──────── DATASET RECORDS

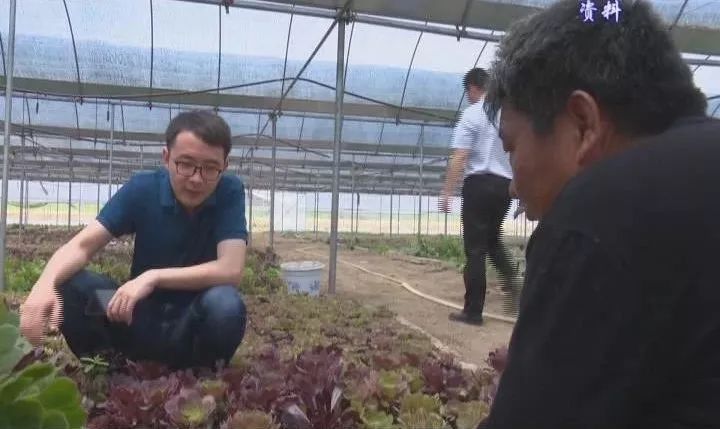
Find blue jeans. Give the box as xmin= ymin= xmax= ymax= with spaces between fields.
xmin=59 ymin=270 xmax=246 ymax=369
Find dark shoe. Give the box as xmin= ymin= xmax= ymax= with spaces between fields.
xmin=449 ymin=311 xmax=483 ymax=326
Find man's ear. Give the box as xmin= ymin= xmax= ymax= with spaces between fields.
xmin=567 ymin=90 xmax=607 ymax=167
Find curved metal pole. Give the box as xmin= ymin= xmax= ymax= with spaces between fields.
xmin=328 ymin=18 xmax=345 ymax=294
xmin=0 ymin=0 xmax=17 ymax=291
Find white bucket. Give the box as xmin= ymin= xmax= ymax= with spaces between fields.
xmin=280 ymin=261 xmax=325 ymax=296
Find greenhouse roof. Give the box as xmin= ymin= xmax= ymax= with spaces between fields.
xmin=0 ymin=0 xmax=720 ymax=194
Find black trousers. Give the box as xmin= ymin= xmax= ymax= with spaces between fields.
xmin=462 ymin=174 xmax=515 ymax=316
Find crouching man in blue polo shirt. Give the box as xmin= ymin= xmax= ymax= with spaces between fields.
xmin=20 ymin=111 xmax=247 ymax=368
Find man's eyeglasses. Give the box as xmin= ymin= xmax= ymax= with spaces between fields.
xmin=175 ymin=161 xmax=222 ymax=182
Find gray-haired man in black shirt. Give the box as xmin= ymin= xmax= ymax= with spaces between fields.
xmin=481 ymin=0 xmax=720 ymax=429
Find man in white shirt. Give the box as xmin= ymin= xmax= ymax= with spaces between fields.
xmin=440 ymin=68 xmax=516 ymax=325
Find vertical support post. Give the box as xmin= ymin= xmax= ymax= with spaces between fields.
xmin=353 ymin=192 xmax=360 ymax=236
xmin=18 ymin=171 xmax=25 ymax=227
xmin=55 ymin=180 xmax=60 ymax=226
xmin=418 ymin=125 xmax=425 ymax=238
xmin=248 ymin=148 xmax=255 ymax=247
xmin=395 ymin=194 xmax=402 ymax=235
xmin=328 ymin=17 xmax=346 ymax=294
xmin=24 ymin=179 xmax=30 ymax=226
xmin=390 ymin=189 xmax=395 ymax=237
xmin=78 ymin=181 xmax=83 ymax=225
xmin=108 ymin=104 xmax=115 ymax=201
xmin=280 ymin=191 xmax=285 ymax=232
xmin=0 ymin=0 xmax=17 ymax=292
xmin=350 ymin=174 xmax=355 ymax=240
xmin=68 ymin=174 xmax=73 ymax=229
xmin=445 ymin=199 xmax=447 ymax=236
xmin=425 ymin=195 xmax=430 ymax=235
xmin=270 ymin=113 xmax=277 ymax=249
xmin=380 ymin=194 xmax=382 ymax=234
xmin=313 ymin=185 xmax=320 ymax=240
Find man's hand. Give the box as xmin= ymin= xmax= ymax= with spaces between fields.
xmin=20 ymin=284 xmax=62 ymax=346
xmin=107 ymin=271 xmax=157 ymax=325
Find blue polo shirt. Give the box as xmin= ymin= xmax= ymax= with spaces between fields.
xmin=97 ymin=168 xmax=247 ymax=278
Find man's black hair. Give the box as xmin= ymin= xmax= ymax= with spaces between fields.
xmin=165 ymin=110 xmax=232 ymax=157
xmin=485 ymin=0 xmax=707 ymax=136
xmin=463 ymin=67 xmax=488 ymax=91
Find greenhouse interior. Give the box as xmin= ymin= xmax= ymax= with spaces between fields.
xmin=0 ymin=0 xmax=720 ymax=428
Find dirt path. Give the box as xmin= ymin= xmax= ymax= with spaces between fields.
xmin=254 ymin=235 xmax=512 ymax=365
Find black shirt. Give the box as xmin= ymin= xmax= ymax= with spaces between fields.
xmin=483 ymin=117 xmax=720 ymax=429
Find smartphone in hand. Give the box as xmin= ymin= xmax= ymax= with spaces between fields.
xmin=85 ymin=289 xmax=117 ymax=316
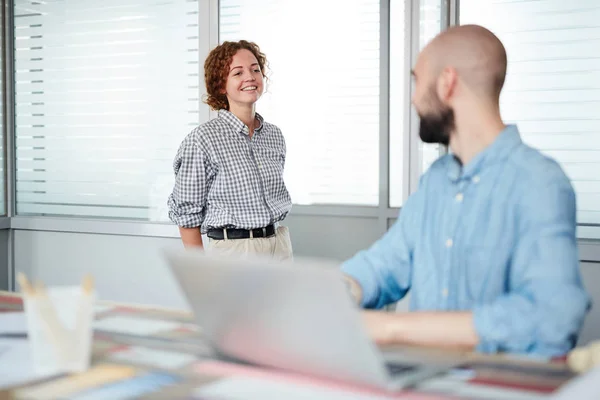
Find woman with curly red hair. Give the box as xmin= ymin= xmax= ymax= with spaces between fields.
xmin=168 ymin=40 xmax=292 ymax=260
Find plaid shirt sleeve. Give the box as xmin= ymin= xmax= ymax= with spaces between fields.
xmin=168 ymin=135 xmax=210 ymax=228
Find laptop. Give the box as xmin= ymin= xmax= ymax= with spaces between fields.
xmin=165 ymin=250 xmax=452 ymax=390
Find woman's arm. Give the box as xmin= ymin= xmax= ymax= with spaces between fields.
xmin=179 ymin=226 xmax=204 ymax=249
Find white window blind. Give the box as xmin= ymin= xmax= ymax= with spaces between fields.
xmin=460 ymin=0 xmax=600 ymax=237
xmin=389 ymin=0 xmax=410 ymax=207
xmin=219 ymin=0 xmax=380 ymax=206
xmin=14 ymin=0 xmax=201 ymax=220
xmin=390 ymin=0 xmax=442 ymax=207
xmin=415 ymin=0 xmax=445 ymax=178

────────────────

- [YOUR GOAL]:
Return every line in the entries above that contains the string "hand", unchanged and in their original order.

- [OUTPUT OF THE EXERCISE]:
Find man's hand. Give the box as xmin= ymin= xmax= ymax= with spaces between fields.
Find smartphone in hand. Give the box as xmin= ymin= xmax= ymax= with spaces between fields.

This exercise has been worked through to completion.